- _TASK DETAILS_
Reproduce the data below word for word, from its first line through the line containing "[(74, 221)]", including both of those lines.

+===+

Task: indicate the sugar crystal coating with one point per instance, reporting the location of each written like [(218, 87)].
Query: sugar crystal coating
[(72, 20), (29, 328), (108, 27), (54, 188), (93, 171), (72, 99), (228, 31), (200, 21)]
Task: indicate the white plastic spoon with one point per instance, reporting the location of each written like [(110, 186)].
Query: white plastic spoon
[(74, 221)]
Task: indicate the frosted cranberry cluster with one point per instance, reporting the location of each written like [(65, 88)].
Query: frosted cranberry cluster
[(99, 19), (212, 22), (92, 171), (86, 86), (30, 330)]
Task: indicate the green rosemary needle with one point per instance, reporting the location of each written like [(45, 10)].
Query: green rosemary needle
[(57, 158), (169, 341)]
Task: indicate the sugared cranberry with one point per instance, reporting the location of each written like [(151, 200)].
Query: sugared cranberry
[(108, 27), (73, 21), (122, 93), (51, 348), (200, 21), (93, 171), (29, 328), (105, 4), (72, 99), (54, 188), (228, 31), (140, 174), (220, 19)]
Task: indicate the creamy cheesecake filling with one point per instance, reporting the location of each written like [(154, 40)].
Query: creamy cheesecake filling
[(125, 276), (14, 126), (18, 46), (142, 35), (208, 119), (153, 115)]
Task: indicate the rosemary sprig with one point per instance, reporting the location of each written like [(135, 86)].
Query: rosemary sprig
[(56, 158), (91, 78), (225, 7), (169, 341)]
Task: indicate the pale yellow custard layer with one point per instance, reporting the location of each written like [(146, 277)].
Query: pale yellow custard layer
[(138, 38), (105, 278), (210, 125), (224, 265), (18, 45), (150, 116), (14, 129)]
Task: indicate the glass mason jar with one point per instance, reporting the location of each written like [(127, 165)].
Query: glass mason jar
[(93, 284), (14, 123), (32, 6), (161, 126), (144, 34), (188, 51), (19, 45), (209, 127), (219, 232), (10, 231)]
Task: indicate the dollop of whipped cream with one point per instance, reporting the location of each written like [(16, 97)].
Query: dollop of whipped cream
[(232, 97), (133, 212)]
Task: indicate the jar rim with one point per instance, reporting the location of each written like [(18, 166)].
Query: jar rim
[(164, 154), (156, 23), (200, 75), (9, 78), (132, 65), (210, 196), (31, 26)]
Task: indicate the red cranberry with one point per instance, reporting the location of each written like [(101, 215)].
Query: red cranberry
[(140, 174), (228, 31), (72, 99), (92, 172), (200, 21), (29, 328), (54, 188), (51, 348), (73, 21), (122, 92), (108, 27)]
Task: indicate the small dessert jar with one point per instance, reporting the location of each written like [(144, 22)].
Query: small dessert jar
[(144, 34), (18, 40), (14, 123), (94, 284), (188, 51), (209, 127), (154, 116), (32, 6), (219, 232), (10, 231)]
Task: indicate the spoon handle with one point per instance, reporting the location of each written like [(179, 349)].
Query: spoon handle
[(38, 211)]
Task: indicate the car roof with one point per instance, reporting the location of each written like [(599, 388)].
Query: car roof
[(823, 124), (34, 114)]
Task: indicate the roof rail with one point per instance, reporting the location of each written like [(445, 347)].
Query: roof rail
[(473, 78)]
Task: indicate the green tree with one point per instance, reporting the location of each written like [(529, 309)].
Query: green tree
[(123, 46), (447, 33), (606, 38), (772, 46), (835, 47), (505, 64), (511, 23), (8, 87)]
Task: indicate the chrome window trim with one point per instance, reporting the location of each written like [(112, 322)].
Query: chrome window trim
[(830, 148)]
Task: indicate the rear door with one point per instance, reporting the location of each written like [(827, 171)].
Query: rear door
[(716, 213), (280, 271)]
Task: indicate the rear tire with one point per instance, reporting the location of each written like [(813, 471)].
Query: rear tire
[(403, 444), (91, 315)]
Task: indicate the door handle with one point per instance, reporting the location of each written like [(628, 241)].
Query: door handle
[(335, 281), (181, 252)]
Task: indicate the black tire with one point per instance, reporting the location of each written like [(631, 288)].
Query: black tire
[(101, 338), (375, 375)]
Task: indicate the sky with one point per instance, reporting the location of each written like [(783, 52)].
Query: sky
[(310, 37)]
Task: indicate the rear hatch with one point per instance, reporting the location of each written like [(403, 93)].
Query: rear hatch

+===+

- _THE OUTPUT_
Task: indicate the sugar crystal coating with one point per instance, reporting the location of each written like [(218, 87)].
Query: sugar crystal coating
[(72, 20), (29, 328), (108, 27), (54, 188), (93, 171), (72, 99), (228, 31), (200, 21)]
Task: indicate the white plastic spoon with one point per instance, reporting the location of each written like [(110, 186)].
Query: white plastic spoon
[(74, 221)]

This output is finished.